**** INPUT ROWS ****

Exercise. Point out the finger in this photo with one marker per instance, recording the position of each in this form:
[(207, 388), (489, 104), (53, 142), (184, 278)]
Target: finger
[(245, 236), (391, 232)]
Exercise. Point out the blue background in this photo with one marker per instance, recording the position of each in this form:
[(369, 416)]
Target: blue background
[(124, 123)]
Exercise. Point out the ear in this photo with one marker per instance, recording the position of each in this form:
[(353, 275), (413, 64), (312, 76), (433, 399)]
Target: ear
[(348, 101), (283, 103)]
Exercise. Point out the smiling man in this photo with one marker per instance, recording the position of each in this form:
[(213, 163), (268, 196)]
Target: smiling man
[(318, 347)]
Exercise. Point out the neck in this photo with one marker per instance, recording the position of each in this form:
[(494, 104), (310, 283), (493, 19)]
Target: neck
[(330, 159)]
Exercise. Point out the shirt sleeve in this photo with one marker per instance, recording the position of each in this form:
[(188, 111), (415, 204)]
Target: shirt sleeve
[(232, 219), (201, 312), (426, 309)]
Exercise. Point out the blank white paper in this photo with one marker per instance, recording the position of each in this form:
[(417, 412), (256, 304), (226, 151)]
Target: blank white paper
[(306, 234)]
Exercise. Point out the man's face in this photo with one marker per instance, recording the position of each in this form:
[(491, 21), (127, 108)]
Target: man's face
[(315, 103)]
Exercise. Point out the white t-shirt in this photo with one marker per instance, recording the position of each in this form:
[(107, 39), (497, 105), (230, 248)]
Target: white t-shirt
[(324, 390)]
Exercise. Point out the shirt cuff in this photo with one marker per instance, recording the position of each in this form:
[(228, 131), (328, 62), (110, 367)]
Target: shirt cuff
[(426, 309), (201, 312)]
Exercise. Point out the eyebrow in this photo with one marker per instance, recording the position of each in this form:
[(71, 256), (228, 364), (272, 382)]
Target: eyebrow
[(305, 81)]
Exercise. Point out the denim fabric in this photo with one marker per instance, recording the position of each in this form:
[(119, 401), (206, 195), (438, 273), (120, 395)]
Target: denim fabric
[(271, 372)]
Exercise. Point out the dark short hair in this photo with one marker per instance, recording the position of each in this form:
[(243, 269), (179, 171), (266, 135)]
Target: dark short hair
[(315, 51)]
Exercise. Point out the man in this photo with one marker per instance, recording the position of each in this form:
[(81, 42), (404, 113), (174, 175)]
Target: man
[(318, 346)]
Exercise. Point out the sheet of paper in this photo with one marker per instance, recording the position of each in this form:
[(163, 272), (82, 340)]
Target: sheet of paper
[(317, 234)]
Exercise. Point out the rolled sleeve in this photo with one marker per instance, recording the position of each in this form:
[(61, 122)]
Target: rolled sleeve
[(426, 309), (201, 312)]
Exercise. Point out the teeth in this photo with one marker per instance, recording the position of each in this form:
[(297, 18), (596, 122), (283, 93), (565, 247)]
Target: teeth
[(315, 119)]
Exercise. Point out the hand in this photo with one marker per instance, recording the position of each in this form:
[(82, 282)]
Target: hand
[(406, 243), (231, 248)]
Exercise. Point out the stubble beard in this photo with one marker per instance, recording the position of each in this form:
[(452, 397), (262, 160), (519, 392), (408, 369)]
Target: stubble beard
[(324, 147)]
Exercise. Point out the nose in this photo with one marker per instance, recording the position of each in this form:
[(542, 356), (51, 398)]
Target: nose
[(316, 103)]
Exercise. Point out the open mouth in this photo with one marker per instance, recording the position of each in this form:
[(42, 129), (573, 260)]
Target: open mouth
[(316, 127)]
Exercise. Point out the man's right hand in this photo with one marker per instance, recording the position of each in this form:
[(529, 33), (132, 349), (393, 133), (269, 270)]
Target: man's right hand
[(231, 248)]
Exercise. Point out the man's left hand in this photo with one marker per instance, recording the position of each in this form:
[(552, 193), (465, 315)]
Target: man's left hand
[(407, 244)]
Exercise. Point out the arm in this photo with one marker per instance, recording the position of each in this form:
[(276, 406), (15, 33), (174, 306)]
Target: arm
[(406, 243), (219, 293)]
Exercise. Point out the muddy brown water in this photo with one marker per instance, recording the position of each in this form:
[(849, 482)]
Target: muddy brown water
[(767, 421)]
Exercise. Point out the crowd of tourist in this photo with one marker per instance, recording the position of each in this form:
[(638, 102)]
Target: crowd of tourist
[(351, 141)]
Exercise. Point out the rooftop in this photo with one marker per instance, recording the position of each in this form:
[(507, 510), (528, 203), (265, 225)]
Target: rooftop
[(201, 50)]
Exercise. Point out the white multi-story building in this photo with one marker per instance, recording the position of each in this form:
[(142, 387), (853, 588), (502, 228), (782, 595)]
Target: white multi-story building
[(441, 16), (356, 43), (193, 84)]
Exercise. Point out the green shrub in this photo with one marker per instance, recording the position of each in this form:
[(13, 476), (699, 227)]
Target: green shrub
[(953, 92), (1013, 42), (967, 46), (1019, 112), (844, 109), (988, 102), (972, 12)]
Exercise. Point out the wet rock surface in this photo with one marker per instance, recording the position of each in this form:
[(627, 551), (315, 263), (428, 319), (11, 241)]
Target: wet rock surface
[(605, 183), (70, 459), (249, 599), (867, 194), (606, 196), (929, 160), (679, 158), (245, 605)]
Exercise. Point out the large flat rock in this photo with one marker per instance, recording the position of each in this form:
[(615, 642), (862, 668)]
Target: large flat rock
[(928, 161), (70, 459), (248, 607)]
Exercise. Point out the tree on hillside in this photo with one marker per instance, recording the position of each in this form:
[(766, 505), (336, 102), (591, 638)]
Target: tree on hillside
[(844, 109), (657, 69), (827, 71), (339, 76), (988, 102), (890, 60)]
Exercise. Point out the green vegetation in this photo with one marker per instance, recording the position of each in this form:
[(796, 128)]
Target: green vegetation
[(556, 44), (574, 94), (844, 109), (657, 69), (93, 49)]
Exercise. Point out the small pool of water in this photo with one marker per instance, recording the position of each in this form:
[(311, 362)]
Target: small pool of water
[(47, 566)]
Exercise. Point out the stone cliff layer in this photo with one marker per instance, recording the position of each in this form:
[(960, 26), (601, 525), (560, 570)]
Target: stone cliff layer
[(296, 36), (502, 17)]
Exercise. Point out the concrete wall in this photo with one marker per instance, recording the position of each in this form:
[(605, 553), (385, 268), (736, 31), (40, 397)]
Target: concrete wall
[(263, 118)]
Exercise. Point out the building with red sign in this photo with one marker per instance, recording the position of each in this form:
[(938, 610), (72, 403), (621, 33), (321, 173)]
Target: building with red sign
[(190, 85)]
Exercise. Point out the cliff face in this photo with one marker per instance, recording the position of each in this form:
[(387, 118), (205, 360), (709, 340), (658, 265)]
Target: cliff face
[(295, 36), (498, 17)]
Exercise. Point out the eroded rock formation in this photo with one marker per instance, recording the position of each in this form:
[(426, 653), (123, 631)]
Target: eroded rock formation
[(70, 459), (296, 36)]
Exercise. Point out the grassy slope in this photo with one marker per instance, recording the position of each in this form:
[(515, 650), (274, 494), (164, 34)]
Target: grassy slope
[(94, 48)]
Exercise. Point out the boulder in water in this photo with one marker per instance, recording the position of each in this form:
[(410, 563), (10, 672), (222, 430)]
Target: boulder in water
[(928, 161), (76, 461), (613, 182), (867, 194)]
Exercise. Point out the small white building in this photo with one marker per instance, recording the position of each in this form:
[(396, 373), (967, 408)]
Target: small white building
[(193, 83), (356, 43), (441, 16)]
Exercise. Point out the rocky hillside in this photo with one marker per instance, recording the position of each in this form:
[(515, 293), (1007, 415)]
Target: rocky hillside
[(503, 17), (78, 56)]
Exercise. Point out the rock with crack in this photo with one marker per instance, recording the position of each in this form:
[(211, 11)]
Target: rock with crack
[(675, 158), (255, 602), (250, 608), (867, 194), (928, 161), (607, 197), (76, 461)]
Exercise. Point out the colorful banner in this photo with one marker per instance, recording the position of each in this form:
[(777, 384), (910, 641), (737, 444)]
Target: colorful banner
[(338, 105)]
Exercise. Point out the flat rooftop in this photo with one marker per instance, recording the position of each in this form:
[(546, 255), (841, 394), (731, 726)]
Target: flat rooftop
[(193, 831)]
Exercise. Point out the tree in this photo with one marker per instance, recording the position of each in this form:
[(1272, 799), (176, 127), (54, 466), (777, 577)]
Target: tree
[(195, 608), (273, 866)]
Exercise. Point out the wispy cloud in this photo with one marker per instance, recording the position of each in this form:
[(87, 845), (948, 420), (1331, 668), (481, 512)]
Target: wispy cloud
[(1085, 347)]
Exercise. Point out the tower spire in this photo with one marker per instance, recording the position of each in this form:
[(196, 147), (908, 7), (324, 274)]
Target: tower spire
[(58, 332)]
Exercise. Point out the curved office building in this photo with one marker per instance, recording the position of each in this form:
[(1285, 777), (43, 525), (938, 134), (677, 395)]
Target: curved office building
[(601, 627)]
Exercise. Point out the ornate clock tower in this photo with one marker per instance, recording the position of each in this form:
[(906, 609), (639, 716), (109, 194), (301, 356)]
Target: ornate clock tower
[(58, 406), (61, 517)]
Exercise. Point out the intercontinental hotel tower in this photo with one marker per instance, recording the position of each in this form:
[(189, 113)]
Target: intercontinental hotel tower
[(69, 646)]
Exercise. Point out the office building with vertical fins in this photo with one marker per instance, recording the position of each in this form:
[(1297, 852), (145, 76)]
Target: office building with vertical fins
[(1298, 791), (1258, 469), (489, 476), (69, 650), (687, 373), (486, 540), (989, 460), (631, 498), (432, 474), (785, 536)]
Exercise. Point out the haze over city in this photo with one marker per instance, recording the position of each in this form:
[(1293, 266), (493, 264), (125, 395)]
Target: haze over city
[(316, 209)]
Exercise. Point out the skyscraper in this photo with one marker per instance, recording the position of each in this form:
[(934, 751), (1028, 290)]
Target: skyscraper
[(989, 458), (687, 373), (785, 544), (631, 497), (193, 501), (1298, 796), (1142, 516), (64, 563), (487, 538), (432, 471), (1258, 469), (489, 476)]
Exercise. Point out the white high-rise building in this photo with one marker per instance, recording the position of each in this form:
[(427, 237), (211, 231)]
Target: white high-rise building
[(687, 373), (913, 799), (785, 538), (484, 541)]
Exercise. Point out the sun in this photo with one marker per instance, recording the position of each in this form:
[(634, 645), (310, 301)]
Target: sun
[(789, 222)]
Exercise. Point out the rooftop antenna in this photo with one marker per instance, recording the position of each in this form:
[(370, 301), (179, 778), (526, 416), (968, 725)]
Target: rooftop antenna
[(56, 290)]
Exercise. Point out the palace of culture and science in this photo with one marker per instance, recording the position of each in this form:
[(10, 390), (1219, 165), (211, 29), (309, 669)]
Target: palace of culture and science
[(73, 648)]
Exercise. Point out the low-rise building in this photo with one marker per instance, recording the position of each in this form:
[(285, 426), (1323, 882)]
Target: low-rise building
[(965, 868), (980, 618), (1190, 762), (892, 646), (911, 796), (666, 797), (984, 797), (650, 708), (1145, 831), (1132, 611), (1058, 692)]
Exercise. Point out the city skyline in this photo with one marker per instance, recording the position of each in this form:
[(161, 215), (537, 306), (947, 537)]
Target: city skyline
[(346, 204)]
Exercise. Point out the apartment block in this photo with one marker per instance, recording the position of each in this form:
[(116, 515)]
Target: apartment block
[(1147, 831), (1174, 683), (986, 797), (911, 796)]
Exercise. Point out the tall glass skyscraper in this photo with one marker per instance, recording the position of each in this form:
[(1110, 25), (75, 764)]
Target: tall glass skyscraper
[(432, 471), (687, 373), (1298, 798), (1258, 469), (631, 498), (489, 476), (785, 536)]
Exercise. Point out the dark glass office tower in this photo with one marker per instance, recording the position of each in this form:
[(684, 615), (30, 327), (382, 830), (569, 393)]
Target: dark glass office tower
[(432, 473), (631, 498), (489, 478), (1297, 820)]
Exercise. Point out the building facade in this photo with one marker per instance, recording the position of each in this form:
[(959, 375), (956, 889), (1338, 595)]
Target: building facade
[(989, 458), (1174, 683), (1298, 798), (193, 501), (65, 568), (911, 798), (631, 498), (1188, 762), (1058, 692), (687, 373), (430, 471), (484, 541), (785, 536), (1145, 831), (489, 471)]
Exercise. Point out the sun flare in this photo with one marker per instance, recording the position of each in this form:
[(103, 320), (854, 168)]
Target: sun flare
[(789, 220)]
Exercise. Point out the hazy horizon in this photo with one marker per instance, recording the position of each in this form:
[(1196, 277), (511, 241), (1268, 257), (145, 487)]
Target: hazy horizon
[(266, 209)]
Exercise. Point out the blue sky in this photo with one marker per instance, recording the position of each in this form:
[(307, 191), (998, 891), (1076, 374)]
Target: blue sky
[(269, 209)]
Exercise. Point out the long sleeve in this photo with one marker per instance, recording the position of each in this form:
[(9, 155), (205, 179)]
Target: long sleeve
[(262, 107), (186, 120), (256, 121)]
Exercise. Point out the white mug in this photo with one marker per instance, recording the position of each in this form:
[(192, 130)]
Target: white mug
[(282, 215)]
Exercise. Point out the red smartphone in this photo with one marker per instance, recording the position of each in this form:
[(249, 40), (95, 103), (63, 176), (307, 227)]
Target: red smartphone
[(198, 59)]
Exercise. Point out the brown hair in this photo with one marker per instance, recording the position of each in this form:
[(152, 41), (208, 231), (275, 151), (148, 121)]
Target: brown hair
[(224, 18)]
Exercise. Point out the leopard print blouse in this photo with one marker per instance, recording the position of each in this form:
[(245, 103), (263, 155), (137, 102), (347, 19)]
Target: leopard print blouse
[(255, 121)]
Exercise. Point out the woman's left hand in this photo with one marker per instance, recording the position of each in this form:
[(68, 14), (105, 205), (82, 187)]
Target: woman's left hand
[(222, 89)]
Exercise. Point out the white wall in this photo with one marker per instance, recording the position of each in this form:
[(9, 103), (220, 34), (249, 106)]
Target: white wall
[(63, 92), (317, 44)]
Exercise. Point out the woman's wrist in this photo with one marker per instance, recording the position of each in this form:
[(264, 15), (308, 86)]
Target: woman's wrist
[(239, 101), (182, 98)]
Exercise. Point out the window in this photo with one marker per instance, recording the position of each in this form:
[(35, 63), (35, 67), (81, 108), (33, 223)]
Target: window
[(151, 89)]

****

Starting with the line that contains "Exercise. Point out the flat" and continuing through the line that contains "[(316, 209)]", render that stretch of the data as a numbered list with no blank lines.

1. Exercise. Point out the flat rooftop in this photo with one marker per instance, recording the position of each in this form:
2. [(546, 255), (841, 394), (731, 726)]
3. Target: flat rooftop
4. [(193, 831)]
5. Exercise. Point out the tree in this photo with one marker per instance, recording the position of each in this form:
6. [(1272, 799), (176, 127), (54, 466), (777, 577)]
7. Target: tree
8. [(195, 608), (273, 866)]
9. Exercise. Point out the wispy cloud in this photo with one marker per instance, recording the position of each in this form:
10. [(87, 845), (948, 420), (1331, 668), (481, 512)]
11. Target: wispy cloud
12. [(1085, 347)]
13. Exercise. Point out the tower spire in this photo with one marker per instance, recording the position of each in this form:
14. [(196, 147), (908, 7), (324, 274)]
15. Target: tower spire
16. [(58, 332)]
17. Exercise. Point out the curved office building in this photo with one marker per instance, recording the position of each in this form:
18. [(1285, 777), (43, 525), (938, 134), (677, 395)]
19. Target: curved office building
20. [(601, 627)]
21. Exercise. Point out the ornate clock tower in this photo with one marker per instance, recording the position of each in this form:
22. [(906, 609), (639, 716), (109, 194), (301, 356)]
23. Target: ornate clock tower
24. [(58, 406), (61, 517)]
25. Exercise. Point out the intercontinental hotel tower in this photo with one marker per instance, recording the position of each in this form:
26. [(189, 113)]
27. Target: intercontinental hotel tower
28. [(69, 646)]
29. Exercise. Point out the office building with vertical fins in this photo with one marker per instance, recording the position of each in this form:
30. [(1297, 852), (145, 76)]
31. Target: office building with vertical fins
32. [(1298, 791), (1258, 469), (489, 476), (69, 650), (687, 373), (486, 540), (989, 460), (631, 498), (432, 474), (785, 536)]
33. Exercise. Point out the haze over city in this photo with one marker per instance, recording the position of each in this form:
34. [(1293, 266), (493, 264), (125, 395)]
35. Target: haze over city
36. [(316, 209)]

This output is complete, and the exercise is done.